------ Exercise data ------

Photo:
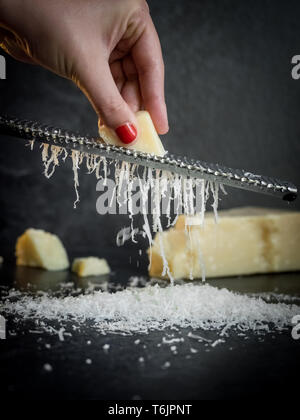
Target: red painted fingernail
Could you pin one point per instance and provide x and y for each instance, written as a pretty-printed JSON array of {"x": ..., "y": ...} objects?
[{"x": 127, "y": 133}]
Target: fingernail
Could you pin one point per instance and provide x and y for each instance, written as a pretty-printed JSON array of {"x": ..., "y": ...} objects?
[{"x": 127, "y": 133}]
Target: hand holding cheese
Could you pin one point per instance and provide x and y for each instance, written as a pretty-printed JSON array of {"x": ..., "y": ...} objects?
[
  {"x": 147, "y": 139},
  {"x": 110, "y": 49}
]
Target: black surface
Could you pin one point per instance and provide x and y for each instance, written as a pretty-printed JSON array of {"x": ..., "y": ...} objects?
[
  {"x": 242, "y": 367},
  {"x": 231, "y": 99}
]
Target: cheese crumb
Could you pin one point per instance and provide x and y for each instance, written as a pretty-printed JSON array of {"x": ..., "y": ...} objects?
[
  {"x": 47, "y": 367},
  {"x": 90, "y": 266},
  {"x": 37, "y": 248}
]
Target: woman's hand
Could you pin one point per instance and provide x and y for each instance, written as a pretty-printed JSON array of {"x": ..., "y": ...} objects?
[{"x": 109, "y": 48}]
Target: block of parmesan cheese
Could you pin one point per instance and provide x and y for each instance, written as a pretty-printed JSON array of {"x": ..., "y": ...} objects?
[
  {"x": 90, "y": 266},
  {"x": 244, "y": 241},
  {"x": 37, "y": 248},
  {"x": 147, "y": 138}
]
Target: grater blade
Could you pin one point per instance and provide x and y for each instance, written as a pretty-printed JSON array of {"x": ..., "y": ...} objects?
[{"x": 237, "y": 178}]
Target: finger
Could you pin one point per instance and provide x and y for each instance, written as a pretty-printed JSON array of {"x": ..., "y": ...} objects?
[
  {"x": 131, "y": 89},
  {"x": 96, "y": 81},
  {"x": 118, "y": 74},
  {"x": 131, "y": 94},
  {"x": 148, "y": 59}
]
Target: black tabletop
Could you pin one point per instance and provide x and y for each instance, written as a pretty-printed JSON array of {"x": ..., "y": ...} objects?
[{"x": 38, "y": 365}]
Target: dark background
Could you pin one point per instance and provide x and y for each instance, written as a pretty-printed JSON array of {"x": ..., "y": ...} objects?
[{"x": 231, "y": 99}]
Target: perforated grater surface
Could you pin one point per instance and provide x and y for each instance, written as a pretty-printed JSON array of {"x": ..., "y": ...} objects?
[{"x": 238, "y": 178}]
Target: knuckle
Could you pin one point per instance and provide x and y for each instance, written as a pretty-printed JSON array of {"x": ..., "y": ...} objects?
[
  {"x": 141, "y": 10},
  {"x": 112, "y": 107}
]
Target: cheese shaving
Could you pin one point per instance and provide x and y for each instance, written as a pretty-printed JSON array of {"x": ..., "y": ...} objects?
[
  {"x": 140, "y": 310},
  {"x": 162, "y": 193}
]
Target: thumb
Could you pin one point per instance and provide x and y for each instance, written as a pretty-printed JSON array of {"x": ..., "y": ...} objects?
[{"x": 97, "y": 82}]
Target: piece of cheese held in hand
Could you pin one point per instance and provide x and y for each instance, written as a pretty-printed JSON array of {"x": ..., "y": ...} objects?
[
  {"x": 90, "y": 266},
  {"x": 244, "y": 241},
  {"x": 147, "y": 140},
  {"x": 37, "y": 248}
]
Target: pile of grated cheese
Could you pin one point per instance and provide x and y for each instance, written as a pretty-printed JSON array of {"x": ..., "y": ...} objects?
[{"x": 141, "y": 310}]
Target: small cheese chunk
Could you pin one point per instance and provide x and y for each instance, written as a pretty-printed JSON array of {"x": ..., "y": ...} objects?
[
  {"x": 147, "y": 139},
  {"x": 37, "y": 248},
  {"x": 90, "y": 266},
  {"x": 245, "y": 241}
]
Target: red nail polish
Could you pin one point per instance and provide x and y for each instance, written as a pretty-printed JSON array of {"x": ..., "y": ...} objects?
[{"x": 127, "y": 133}]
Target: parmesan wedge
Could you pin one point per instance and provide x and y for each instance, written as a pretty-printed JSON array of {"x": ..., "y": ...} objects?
[
  {"x": 90, "y": 266},
  {"x": 37, "y": 248},
  {"x": 245, "y": 241},
  {"x": 147, "y": 139}
]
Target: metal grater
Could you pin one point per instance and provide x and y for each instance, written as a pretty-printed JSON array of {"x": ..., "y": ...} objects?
[{"x": 238, "y": 178}]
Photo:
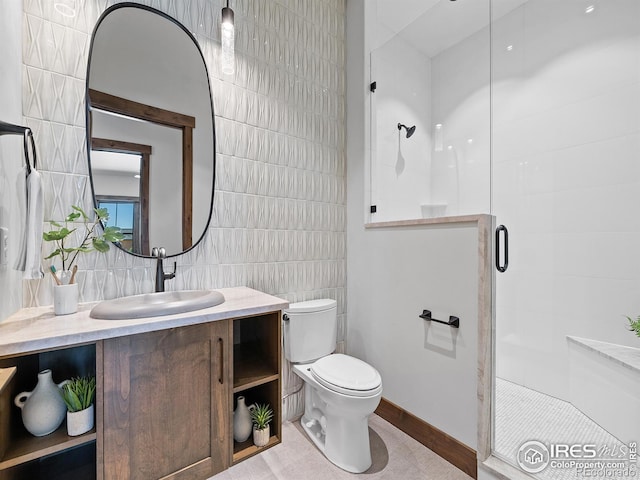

------

Problem to work on>
Extract every line of the records that contains the string "surface", and treat uppercase and lowercase letters as different.

Exercise response>
Target: black surface
Target: perforated grater surface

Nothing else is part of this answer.